- _Exercise set_
A – Reproduce the passage of the column on racism on the Gold Coast starting with "But this virus" and going on through "close in March.".
B – Take the column on racism on the Gold Coast further, picking up after its final sentence.

OUR UGLIER SIDE CAN FLOURISH IN ISOLATION
Sometimes it takes an outsider to hold a mirror up and shed light on the problems we gloss over. And racism, unfortunately, is one of those problems
OUR greatest blessing is our greatest curse.
Living on this beautiful island continent means our borders have protected us from the worst of COVID-19, and yet this isolated lifestyle has infected us with a singularly insular attitude.
And unfortunately, we can’t blame the pandemic for this behaviour.
When I arrived on the Gold Coast in 1991 at the age of 15, I was shocked by the racism on display. And that’s quite a statement from someone who grew up in Texas.
While the US has always had a race problem, perhaps it simply hides it better.
Certainly that was my experience in 1980s Dallas when it came to AsianAmerican classmates … their culture was not an issue. And actually, their culture was primarily American.
Then I moved here and heard phrases and slurs that I never even knew existed. These racial smears were uttered not only by adults who should know better, but by my own teenage “friends’’ who would shout such things at total strangers in Pacific Fair.
I was certainly not in Texas any more.
In the ensuing decades, I honestly do believe Australians have bettered their behaviour.
Pauline Hanson’s warnings of an “Asian invasion’’ notwithstanding, Aussies have mostly welcomed our Asian neighbours.
But this virus has seen a relapse in racial ignorance.
Last week a friend was finally able to visit her favourite nail salon and asked her technician, a woman originally from South Korea now raising her family here on the Coast, how her world had changed since her business was forced to close in March.
The woman broke down, saying she was heartbroken and wanted to return to her parents. She said since the outbreak of coronavirus she had been verbally abused, beeped at on the road, and denigrated by her fellow city residents. And all this while in the company of her own children.
Gold Coast, we are much better than this.
And yet her experience is not isolated.
Just last month, police issued a stern warning to Queenslanders following a massive spike in the number of racially motivated attacks against the Chinese community during the coronavirus pandemic.
Queensland Police Commissioner Katarina Carroll and Police Minister Mark Ryan said the abuse that Chinese Australians were experiencing during the crisis was “abhorrent’’.

- _Data for analysis_

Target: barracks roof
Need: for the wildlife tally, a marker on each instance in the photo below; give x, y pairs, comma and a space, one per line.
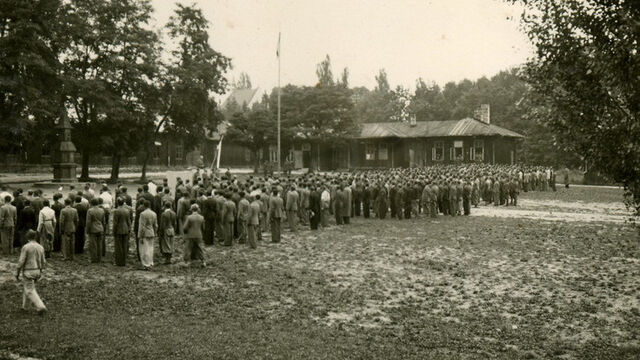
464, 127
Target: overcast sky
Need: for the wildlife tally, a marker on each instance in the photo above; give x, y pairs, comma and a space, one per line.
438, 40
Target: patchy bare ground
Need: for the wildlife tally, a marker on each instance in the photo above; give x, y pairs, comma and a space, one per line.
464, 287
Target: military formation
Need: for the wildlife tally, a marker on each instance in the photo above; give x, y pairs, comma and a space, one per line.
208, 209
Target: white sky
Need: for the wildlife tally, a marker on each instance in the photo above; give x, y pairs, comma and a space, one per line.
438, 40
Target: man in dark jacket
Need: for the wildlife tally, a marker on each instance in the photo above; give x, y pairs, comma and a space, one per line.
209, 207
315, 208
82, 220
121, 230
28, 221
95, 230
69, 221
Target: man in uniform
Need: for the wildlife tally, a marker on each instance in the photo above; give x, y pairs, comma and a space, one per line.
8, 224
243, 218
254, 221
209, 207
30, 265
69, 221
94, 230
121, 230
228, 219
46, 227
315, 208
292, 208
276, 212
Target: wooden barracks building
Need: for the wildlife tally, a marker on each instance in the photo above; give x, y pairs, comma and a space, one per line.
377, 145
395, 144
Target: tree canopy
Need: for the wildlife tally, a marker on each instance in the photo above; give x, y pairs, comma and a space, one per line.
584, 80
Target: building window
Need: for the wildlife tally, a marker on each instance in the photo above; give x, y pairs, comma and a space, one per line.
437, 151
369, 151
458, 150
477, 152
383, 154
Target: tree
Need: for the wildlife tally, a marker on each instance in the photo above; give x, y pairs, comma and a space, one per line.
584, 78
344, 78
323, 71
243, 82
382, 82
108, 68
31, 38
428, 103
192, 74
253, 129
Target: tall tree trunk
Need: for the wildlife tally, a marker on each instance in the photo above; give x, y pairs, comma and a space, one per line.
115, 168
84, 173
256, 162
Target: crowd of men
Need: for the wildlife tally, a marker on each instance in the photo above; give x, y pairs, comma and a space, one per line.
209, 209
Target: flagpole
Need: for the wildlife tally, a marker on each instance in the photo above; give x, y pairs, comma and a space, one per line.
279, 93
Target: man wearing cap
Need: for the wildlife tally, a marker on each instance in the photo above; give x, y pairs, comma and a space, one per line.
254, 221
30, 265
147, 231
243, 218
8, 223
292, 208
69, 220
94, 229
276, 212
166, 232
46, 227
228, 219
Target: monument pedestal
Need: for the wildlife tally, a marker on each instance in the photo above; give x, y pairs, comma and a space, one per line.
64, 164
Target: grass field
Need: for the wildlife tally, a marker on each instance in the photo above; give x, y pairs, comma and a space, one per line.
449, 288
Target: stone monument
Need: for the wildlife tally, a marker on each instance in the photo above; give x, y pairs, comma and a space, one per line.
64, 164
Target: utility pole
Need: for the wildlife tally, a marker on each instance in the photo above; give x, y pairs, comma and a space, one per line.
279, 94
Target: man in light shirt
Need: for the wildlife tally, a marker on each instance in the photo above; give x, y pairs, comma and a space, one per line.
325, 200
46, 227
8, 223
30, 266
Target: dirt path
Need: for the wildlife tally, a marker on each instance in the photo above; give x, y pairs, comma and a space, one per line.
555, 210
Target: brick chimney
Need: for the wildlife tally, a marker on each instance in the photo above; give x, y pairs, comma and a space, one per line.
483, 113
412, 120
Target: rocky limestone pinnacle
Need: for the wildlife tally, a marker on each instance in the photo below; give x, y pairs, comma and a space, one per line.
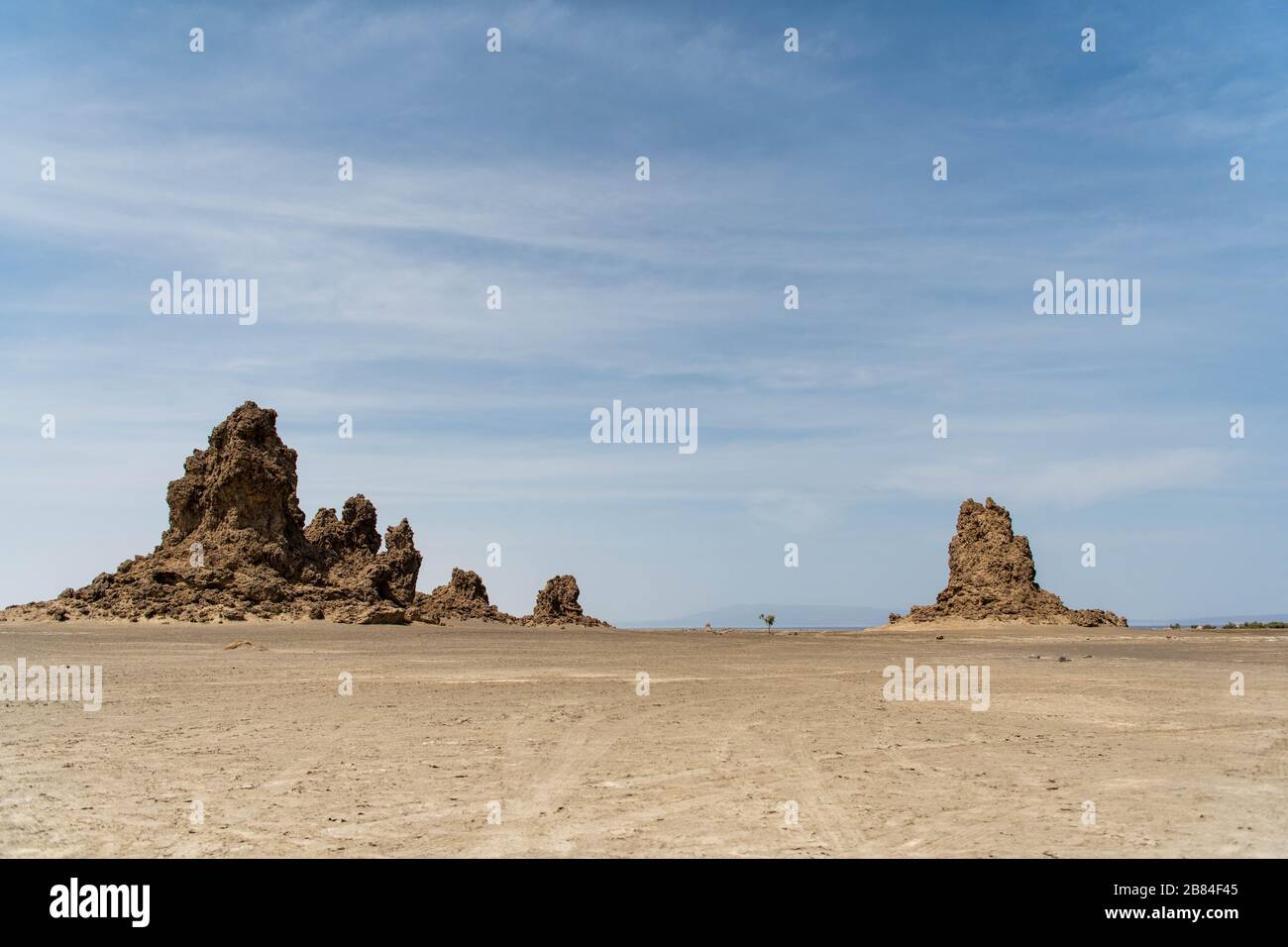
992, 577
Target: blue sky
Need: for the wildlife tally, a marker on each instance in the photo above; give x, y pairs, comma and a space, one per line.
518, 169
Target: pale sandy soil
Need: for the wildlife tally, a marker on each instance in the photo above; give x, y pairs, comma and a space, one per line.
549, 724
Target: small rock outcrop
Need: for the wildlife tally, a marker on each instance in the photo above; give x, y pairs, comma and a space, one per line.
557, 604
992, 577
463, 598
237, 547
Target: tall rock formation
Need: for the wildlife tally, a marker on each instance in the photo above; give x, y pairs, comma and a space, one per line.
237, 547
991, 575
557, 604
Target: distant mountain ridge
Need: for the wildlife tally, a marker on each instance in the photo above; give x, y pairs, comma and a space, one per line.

- _Answers_
A –
But this virus has seen a relapse in racial ignorance.
Last week a friend was finally able to visit her favourite nail salon and asked her technician, a woman originally from South Korea now raising her family here on the Coast, how her world had changed since her business was forced to close in March.

B –
We don’t need to agree with China’s Government, we don’t even need to like China’s Government, I know I certainly don’t. But that has nothing to do with Chinese people who live here, let alone anyone of Asian descent in our city.
And so I choose to believe that this behaviour stems from a very vocal but very small minority of imbeciles.
And so I choose to believe that my own children’s friends would never repeat the slurs of my 1990s classmates.
Certainly, I know with all my heart that my children themselves never would.
The ironic thing is that I was absolutely incensed this week to read reports of British actor Miriam Margolyes’s own sledges against Australians in general, and the Gold Coast in particular.
The 78-year-old, who played Professor Sprout in the Harry Potter films, recently filmed ABC documentary series Almost Australian and said the process left her feeling slightly disenchanted with the country.
In particular, she said she found Surfers Paradise confronting.
“There is a brutality there and a greed in Australia which I don’t like … people should be ashamed of living in Surfers Paradise, it’s disgusting. I think that actually shocked me because I don’t go there. It’s not my world and I don’t want to go there.
“I hope people will not be too annoyed about the things I have to say, but in the end, to be honest, f**k ’em if they are.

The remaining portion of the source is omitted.